(Point-per-instance localization data)
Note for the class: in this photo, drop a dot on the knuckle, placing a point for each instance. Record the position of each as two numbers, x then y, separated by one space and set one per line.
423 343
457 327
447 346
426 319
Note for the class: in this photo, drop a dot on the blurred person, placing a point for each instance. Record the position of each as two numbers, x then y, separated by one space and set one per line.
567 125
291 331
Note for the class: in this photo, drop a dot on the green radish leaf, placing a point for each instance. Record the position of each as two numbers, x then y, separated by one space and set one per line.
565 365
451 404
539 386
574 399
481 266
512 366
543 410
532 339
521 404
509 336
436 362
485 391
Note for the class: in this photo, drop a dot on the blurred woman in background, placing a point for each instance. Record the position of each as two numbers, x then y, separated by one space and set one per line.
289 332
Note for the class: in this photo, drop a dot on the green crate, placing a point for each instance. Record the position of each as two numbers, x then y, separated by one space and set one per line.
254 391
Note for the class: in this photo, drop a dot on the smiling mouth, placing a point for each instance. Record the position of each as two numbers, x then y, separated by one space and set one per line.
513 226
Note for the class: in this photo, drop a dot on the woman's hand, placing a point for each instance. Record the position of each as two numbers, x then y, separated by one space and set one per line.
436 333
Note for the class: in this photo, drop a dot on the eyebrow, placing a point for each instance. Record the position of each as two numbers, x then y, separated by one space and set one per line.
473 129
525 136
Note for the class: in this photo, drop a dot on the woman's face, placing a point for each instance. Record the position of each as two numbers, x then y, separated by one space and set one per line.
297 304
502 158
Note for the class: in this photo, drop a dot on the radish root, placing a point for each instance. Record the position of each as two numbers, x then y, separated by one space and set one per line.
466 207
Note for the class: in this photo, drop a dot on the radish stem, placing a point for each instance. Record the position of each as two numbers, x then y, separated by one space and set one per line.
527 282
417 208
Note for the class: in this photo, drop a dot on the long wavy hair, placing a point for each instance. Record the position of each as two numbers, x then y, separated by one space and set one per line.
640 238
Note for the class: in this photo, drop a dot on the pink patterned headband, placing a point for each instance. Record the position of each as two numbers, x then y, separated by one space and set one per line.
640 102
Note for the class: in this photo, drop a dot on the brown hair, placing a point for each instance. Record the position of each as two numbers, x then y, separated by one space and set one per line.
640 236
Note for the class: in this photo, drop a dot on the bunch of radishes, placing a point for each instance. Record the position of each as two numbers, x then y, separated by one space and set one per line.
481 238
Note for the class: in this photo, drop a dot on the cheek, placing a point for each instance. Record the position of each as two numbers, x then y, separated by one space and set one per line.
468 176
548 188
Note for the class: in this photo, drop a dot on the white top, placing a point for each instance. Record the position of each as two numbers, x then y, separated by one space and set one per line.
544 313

WHAT THE TASK REQUIRES
Line by line, copy the records exactly.

RESPONSE BELOW
Note for the class: in this photo, drop a dot on the knuckle, placing a point for each instance. Record the position of each as two numbers, x then y, separated by one space and set one per line.
423 343
457 327
447 346
426 319
Note for the class: in this photo, drop a dot on the blurred person, placing a point for each instance. Record the position of each as two numbers, x then y, separated by one space and set one per line.
567 125
291 331
Note for the class: in this photo, drop a dot on the green radish leaf, placing a point for each instance. Record the position of each as two numbers, x then y, separated by one space and set one per line.
565 365
451 404
539 386
574 399
481 266
512 366
543 410
532 339
521 404
509 336
436 362
485 391
Note for the class: in this photo, drop a dot on the blurred woman in background, placing a point for each instance. Record the position of each as two numbers, x then y, separated by one space and set one per line.
289 332
Note for the class: in this photo, drop a dot on the green crate, placing a point for each instance. Record the position of each as two numbers, x then y, separated by one space and set one per line.
254 391
Note for the class: in this photo, drop a dot on the smiling mouth, placing a point for each instance. Record the position of each as two numbers, x then y, separated by one space and set one per line.
513 226
Note for the class: in this photo, drop a dot on the woman's hand, placing a point for each instance. Record the position of each as two numbers, x then y, separated by one space and set one per line.
436 333
Note for the class: in this photo, drop a dot on the eyebrow, placing a point for each instance. Record the position of each as two numbers, x then y, separated by one space and set one per line.
473 129
525 136
Note for the class: in this photo, drop a dot on the woman's face, placing a point for each instance. Record the position of each as two numbers, x then y, separated by one space and set one per line.
297 304
502 158
Note for the class: in this photo, drop a dot on the radish root, placing a point for each instance. Record the position of each as two numbers, x then y, separated by one space and set one per line.
466 207
Note for the class: in this photo, drop a dot on the radish stem, placing a point for each instance. Record the position of each as two numbers, x then y, separated by one space and set one per line.
527 282
417 208
Note for the class: in this photo, drop a dot on the long wavy hair, placing a point for each instance. Record the position of each as two numbers, x then y, separated by one space and set one per line.
640 238
Note for the class: in this photo, drop a dot on the pink patterned headband, placing a point for each instance. Record the position of each as two numbers, x then y, separated by one space and set one per line.
640 102
Note for the class: in this photo, drop a dot on the brown hair, placing a point for each instance. Record the position of each as two numbers, x then y, separated by one space and set one per line.
640 236
Note for the class: in this photo, drop a dot on the bunch of radishes, placing a point for each instance. Record the position of each as two numbers, x then y, separated by one space and set one per line.
481 238
Note for the class: in this photo, drop a dot on the cheek, placing a point for each instance. Record the position of each as two numbers, x then y, separated by one space and set one per line.
468 176
548 188
Note for the class: in this photo, drop a dot on the white top, placing a point for each instance. Record the position of each as two numbers, x then y, separated by one space and set one per line.
544 313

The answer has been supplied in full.